Start of Data supplied

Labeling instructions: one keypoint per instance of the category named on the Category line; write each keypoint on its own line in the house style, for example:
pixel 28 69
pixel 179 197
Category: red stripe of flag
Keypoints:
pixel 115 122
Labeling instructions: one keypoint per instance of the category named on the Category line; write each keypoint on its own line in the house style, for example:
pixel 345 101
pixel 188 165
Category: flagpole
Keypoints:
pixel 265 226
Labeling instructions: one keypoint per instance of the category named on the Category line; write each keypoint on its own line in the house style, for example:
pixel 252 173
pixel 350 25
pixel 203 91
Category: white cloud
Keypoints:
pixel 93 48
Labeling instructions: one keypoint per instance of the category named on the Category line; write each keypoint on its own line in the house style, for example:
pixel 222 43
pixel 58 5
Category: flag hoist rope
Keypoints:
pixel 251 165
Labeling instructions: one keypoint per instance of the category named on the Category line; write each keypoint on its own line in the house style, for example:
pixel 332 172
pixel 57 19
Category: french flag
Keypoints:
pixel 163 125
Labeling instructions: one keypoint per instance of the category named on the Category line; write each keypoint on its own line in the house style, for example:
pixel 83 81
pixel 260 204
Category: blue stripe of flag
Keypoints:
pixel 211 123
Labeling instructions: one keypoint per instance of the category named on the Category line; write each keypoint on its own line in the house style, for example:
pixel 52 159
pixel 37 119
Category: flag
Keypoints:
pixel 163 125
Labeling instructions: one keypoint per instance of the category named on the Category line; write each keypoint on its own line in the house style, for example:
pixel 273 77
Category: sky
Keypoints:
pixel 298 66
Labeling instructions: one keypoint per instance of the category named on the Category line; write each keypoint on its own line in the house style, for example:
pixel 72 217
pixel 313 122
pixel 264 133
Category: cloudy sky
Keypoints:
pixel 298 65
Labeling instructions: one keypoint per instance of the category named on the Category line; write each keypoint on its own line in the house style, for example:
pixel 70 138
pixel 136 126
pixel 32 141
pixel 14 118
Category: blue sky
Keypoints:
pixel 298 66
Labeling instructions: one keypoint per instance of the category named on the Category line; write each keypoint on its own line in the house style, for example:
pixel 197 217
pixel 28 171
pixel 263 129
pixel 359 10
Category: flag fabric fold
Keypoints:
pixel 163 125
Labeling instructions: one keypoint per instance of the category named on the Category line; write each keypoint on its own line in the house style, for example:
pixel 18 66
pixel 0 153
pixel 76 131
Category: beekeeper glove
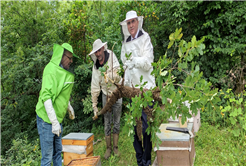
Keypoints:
pixel 116 78
pixel 130 64
pixel 56 128
pixel 70 111
pixel 95 109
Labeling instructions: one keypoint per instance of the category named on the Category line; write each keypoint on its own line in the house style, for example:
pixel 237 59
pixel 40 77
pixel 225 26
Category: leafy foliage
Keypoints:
pixel 236 108
pixel 22 153
pixel 193 88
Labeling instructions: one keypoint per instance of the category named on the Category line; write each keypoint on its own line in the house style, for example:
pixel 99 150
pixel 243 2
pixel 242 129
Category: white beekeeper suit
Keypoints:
pixel 141 57
pixel 138 43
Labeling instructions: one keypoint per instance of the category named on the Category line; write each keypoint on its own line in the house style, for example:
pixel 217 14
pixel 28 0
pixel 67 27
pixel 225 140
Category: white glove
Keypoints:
pixel 56 128
pixel 116 78
pixel 70 111
pixel 95 109
pixel 130 64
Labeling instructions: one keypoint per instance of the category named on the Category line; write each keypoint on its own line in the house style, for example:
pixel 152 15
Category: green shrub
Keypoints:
pixel 22 153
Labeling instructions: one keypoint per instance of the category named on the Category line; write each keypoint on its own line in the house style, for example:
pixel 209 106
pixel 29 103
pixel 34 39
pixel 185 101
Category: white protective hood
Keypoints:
pixel 97 82
pixel 142 56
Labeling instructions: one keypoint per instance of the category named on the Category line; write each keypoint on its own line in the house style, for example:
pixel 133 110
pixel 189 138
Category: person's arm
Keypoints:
pixel 95 90
pixel 115 68
pixel 56 128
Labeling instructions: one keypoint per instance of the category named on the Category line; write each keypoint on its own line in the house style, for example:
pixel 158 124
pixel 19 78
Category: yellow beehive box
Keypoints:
pixel 77 146
pixel 88 161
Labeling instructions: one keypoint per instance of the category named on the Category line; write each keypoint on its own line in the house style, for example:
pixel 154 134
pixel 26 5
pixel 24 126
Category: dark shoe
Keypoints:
pixel 108 144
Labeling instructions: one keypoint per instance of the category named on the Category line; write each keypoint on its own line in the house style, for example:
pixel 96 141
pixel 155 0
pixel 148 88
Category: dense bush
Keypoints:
pixel 28 30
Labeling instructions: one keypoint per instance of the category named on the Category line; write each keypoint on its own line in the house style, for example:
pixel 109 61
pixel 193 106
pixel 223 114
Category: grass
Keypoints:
pixel 213 146
pixel 127 157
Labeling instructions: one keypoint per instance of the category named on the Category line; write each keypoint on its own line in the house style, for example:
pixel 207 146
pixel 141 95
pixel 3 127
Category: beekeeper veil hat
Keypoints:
pixel 130 15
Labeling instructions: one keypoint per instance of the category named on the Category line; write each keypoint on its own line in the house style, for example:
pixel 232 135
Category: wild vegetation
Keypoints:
pixel 212 63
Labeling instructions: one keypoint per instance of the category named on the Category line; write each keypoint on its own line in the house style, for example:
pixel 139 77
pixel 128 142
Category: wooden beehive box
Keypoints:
pixel 87 161
pixel 176 148
pixel 81 139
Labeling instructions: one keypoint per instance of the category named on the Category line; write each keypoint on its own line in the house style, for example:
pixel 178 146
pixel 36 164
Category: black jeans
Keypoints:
pixel 143 153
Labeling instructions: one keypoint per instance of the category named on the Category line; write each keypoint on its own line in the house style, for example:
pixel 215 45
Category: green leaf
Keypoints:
pixel 164 73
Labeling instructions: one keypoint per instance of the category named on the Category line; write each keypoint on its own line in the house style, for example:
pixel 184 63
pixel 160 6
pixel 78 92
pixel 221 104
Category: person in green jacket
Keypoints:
pixel 53 103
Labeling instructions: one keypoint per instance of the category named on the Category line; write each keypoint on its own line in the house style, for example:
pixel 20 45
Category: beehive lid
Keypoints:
pixel 167 135
pixel 78 136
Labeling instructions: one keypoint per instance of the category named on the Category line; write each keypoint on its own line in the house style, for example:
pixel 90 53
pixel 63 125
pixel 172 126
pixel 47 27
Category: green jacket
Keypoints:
pixel 57 85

End of Data supplied

- What to do
Write out the data above in full and exactly, but not the pictures.

- Result of the task
Labeling instructions: one keypoint per instance of the category named on the Category line; write each keypoint on its own line in the house style, for example:
pixel 28 69
pixel 179 197
Category: red stripe of flag
Keypoints:
pixel 115 122
Labeling instructions: one keypoint per instance of the category named on the Category line; write each keypoint on its own line in the house style, for example:
pixel 345 101
pixel 188 165
Category: flagpole
Keypoints:
pixel 265 226
Labeling instructions: one keypoint per instance of the category named on the Category line; write each keypoint on its own line in the house style, for example:
pixel 252 173
pixel 350 25
pixel 203 91
Category: white cloud
Keypoints:
pixel 93 48
Labeling instructions: one keypoint per instance of the category named on the Category line; write each keypoint on its own line in the house style, for example:
pixel 222 43
pixel 58 5
Category: flag hoist rope
Keypoints:
pixel 251 165
Labeling instructions: one keypoint per instance of the category named on the Category line; write each keypoint on its own line in the house style, for example:
pixel 332 172
pixel 57 19
Category: french flag
Keypoints:
pixel 163 125
Labeling instructions: one keypoint per instance of the category named on the Category line; write each keypoint on its own line in the house style, for example:
pixel 83 81
pixel 260 204
Category: blue stripe of flag
Keypoints:
pixel 211 123
Labeling instructions: one keypoint per instance of the category named on the Category line; write each keypoint on its own line in the house style, for example:
pixel 52 159
pixel 37 119
Category: flag
Keypoints:
pixel 163 125
Labeling instructions: one keypoint per instance of the category named on the Category line; write each keypoint on its own line in the house style, for example:
pixel 273 77
Category: sky
Keypoints:
pixel 298 66
Labeling instructions: one keypoint per instance of the category named on the Category line; write each keypoint on its own line in the house style, for example:
pixel 72 217
pixel 313 122
pixel 264 133
Category: cloudy sky
Keypoints:
pixel 298 65
Labeling instructions: one keypoint per instance of the category named on the Category line; write each keypoint on its own line in the house style, for example:
pixel 70 138
pixel 136 126
pixel 32 141
pixel 14 118
Category: blue sky
Keypoints:
pixel 298 66
Labeling instructions: one keypoint per instance of the category named on the Category line; write each keypoint on its own line in the house style, for example:
pixel 197 217
pixel 28 171
pixel 263 129
pixel 359 10
Category: flag fabric fold
Keypoints:
pixel 163 125
Labeling instructions: one keypoint per instance of the category named on the Category line; write each keypoint on its own line in the house style, for example:
pixel 18 66
pixel 0 153
pixel 76 131
Category: beekeeper glove
Keypoints:
pixel 116 78
pixel 130 64
pixel 56 128
pixel 70 111
pixel 95 109
Labeling instructions: one keypoint per instance of the category named on the Category line; write each keypoint on its own line in the house style, for example:
pixel 237 59
pixel 40 77
pixel 225 26
Category: leafy foliage
Keypoints:
pixel 236 108
pixel 22 153
pixel 193 88
Labeling instructions: one keypoint per instance of the category named on the Category line; write each keypoint on its own line in the house style, for example:
pixel 99 150
pixel 243 2
pixel 242 129
Category: white beekeeper suit
Keypoints:
pixel 141 57
pixel 138 43
Labeling instructions: one keypoint per instance of the category named on the Category line; write each keypoint on its own line in the house style, for example:
pixel 217 14
pixel 28 0
pixel 67 27
pixel 225 140
Category: white glove
Keypoints:
pixel 56 128
pixel 116 78
pixel 70 111
pixel 95 109
pixel 130 64
Labeling instructions: one keypoint per instance of the category named on the Category line; write each keypoint on its own line in the house style, for example:
pixel 152 15
Category: green shrub
Keypoints:
pixel 22 153
Labeling instructions: one keypoint per instance of the category named on the Category line; write each keypoint on its own line in the house style, for example:
pixel 209 106
pixel 29 103
pixel 34 39
pixel 185 101
Category: white protective hood
Keypoints:
pixel 97 82
pixel 142 56
Labeling instructions: one keypoint per instance of the category named on the Category line; write each keypoint on its own line in the house style, for example:
pixel 133 110
pixel 189 138
Category: person's arm
Keypoints:
pixel 95 90
pixel 115 68
pixel 56 128
Labeling instructions: one keypoint per instance of the category named on the Category line; write each keypoint on its own line in the house style, for example:
pixel 158 124
pixel 19 78
Category: yellow beehive box
Keypoints:
pixel 77 146
pixel 88 161
Labeling instructions: one keypoint per instance of the category named on the Category line; write each keypoint on its own line in the house style, for example:
pixel 154 134
pixel 26 5
pixel 24 126
Category: dark shoe
Keypoints:
pixel 108 144
Labeling instructions: one keypoint per instance of the category named on the Category line; write each keypoint on its own line in the house style, for example:
pixel 96 141
pixel 155 0
pixel 148 88
Category: dense bush
Keypoints:
pixel 28 30
Labeling instructions: one keypoint per instance of the category named on the Category line; write each keypoint on its own line in the house style, for example:
pixel 109 61
pixel 193 106
pixel 223 114
Category: grass
Keypoints:
pixel 213 146
pixel 127 157
Labeling instructions: one keypoint per instance of the category named on the Category line; write each keypoint on its own line in the house style, for example:
pixel 207 146
pixel 141 95
pixel 3 127
Category: beekeeper veil hat
Keypoints:
pixel 130 15
Labeling instructions: one keypoint per instance of the category named on the Category line; write each keypoint on its own line in the house style, for example:
pixel 232 135
Category: wild vegetation
Keypoints:
pixel 212 63
Labeling instructions: one keypoint per instance of the category named on the Category line; write each keypoint on its own line in the house style, for example:
pixel 139 77
pixel 128 142
Category: wooden beehive box
Keypoints:
pixel 87 161
pixel 176 148
pixel 81 139
Labeling instructions: one keypoint per instance of the category named on the Category line; write each keypoint on its own line in the house style, for example:
pixel 178 146
pixel 36 164
Category: black jeans
Keypoints:
pixel 143 153
Labeling instructions: one keypoint per instance of the category named on the Category line; write each keypoint on its own line in the house style, for example:
pixel 215 45
Category: green leaf
Keypoints:
pixel 164 73
Labeling instructions: one keypoint per instance of the category named on the Category line; write each keypoint on its own line in the house style, for example:
pixel 184 63
pixel 160 6
pixel 78 92
pixel 221 104
Category: person in green jacket
Keypoints:
pixel 53 103
Labeling instructions: one keypoint per instance of the category named on the Category line; write each keypoint on its own line in the house style, for example:
pixel 20 45
Category: beehive lid
Keypoints:
pixel 167 135
pixel 78 136
Labeling instructions: one keypoint per instance of the category named on the Category line; write each keypoint on its own line in the house style, for example:
pixel 90 53
pixel 63 125
pixel 172 126
pixel 47 27
Category: green jacket
Keypoints:
pixel 57 85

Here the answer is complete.